(Entries drawn from a collection)
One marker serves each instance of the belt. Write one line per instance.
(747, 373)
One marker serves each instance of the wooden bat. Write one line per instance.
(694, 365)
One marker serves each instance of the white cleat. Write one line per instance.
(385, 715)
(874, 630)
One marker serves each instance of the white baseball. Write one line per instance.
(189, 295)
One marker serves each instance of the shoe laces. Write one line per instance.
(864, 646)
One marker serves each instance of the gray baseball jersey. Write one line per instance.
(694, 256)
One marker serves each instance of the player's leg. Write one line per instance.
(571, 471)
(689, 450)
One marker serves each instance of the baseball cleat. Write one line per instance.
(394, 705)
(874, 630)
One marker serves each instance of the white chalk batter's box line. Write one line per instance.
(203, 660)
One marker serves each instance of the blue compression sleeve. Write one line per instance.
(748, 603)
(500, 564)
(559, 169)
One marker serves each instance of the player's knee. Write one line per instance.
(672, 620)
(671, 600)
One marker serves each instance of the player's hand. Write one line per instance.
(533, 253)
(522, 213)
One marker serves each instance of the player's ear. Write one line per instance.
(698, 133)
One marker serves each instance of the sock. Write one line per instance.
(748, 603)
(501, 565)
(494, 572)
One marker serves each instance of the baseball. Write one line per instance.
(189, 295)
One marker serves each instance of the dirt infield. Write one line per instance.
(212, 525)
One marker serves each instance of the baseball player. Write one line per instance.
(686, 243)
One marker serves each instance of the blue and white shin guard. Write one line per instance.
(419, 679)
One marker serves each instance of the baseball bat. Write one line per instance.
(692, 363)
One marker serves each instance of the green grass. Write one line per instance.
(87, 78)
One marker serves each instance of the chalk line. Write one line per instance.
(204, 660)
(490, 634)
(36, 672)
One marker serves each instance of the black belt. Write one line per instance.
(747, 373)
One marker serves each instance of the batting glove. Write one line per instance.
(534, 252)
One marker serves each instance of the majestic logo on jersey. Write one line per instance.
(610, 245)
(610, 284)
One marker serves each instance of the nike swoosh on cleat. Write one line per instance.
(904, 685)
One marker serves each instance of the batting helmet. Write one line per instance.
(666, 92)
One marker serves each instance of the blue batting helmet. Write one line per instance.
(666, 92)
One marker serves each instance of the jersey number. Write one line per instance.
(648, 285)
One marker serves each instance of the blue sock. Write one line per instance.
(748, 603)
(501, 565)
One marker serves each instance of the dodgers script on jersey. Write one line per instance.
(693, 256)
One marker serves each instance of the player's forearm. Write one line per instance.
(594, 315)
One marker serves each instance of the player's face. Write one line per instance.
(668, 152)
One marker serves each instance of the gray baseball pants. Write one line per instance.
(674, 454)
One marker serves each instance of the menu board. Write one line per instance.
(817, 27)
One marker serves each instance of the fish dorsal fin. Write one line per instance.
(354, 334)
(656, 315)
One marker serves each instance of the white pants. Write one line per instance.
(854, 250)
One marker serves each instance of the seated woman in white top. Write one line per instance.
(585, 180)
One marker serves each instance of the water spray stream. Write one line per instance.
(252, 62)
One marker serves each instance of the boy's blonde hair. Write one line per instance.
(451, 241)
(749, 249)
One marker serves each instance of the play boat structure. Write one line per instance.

**GOAL:**
Convert every line of the records above into a JSON list of strings, one string per line, skipping any blank lines.

**ANSWER:**
[
  "One marker serves each instance of the belt. Write one line per instance.",
  "(747, 373)",
  "One marker serves each instance of the wooden bat. Write one line per instance.",
  "(694, 365)",
  "One marker serves each instance of the white cleat. Write one line per instance.",
  "(385, 715)",
  "(874, 630)",
  "One marker serves each instance of the white baseball. Write one line per instance.",
  "(189, 295)",
  "One marker serves each instance of the shoe laces. Write one line per instance.",
  "(864, 646)",
  "One marker serves each instance of the gray baseball jersey. Write one line per instance.",
  "(694, 256)",
  "One marker serves each instance of the player's leg. Write one line per instance.",
  "(571, 471)",
  "(689, 450)",
  "One marker serves each instance of the baseball cleat. Write one line per instance.",
  "(394, 705)",
  "(874, 630)",
  "One marker serves each instance of the white chalk batter's box line. Write one line per instance.",
  "(203, 660)",
  "One marker serves each instance of the blue compression sleeve. Write one line per instance.",
  "(748, 603)",
  "(500, 564)",
  "(559, 169)",
  "One marker serves each instance of the player's knee. Write one line per instance.",
  "(672, 620)",
  "(671, 600)",
  "One marker serves each instance of the player's hand. Write one line per instance.",
  "(533, 253)",
  "(522, 213)",
  "One marker serves each instance of the player's ear. Write one line per instance.",
  "(698, 133)",
  "One marker serves each instance of the sock. Write one line per instance.",
  "(748, 603)",
  "(501, 565)",
  "(494, 572)",
  "One marker serves each instance of the baseball. Write one line per instance.",
  "(189, 295)",
  "One marker serves each instance of the dirt infield. Write one line per instance.",
  "(212, 525)",
  "One marker serves each instance of the baseball player. Write one line per instance.",
  "(686, 243)",
  "One marker serves each instance of the blue and white shin guard. Write one line per instance.",
  "(419, 679)",
  "One marker serves each instance of the baseball bat. Write one line per instance.",
  "(692, 363)",
  "One marker serves each instance of the green grass. Write one line per instance.",
  "(87, 78)",
  "One marker serves each instance of the chalk line. Write one line per instance.",
  "(204, 660)",
  "(490, 634)",
  "(36, 672)",
  "One marker serves each instance of the black belt. Write one line per instance.",
  "(747, 373)",
  "One marker serves each instance of the batting glove. Write one line per instance.",
  "(534, 252)",
  "One marker serves each instance of the majestic logo on jersey. Write one line per instance.",
  "(610, 245)",
  "(610, 284)",
  "One marker serves each instance of the nike swoosh on cleat. Write one line per instance.",
  "(904, 685)",
  "One marker serves each instance of the batting helmet. Write one line per instance.",
  "(666, 92)",
  "One marker serves each instance of the blue batting helmet. Write one line per instance.",
  "(666, 92)",
  "One marker serves each instance of the jersey number. Write one line per instance.",
  "(648, 285)",
  "One marker serves each instance of the blue sock. Write one line per instance.",
  "(748, 603)",
  "(501, 565)",
  "One marker serves each instance of the dodgers script on jersey. Write one line per instance.",
  "(693, 256)",
  "One marker serves each instance of the player's forearm. Write one line per instance.",
  "(594, 315)",
  "One marker serves each instance of the player's face. Write one line per instance.",
  "(668, 152)",
  "One marker serves each instance of the gray baseball pants. Write one line per instance.",
  "(674, 454)",
  "One marker serves each instance of the menu board. Write one line per instance.",
  "(817, 27)",
  "One marker serves each instance of the fish dorsal fin. Write one line per instance.",
  "(354, 334)",
  "(656, 315)",
  "One marker serves each instance of the white pants. Write one line per instance.",
  "(854, 250)",
  "One marker serves each instance of the seated woman in white top. Write one line per instance.",
  "(585, 180)",
  "One marker serves each instance of the water spray stream. Write one line per instance.",
  "(252, 62)",
  "One marker serves each instance of the boy's blonde hair. Write one line per instance.",
  "(451, 241)",
  "(749, 249)",
  "One marker serves each instance of the play boat structure. Write one line per instance."
]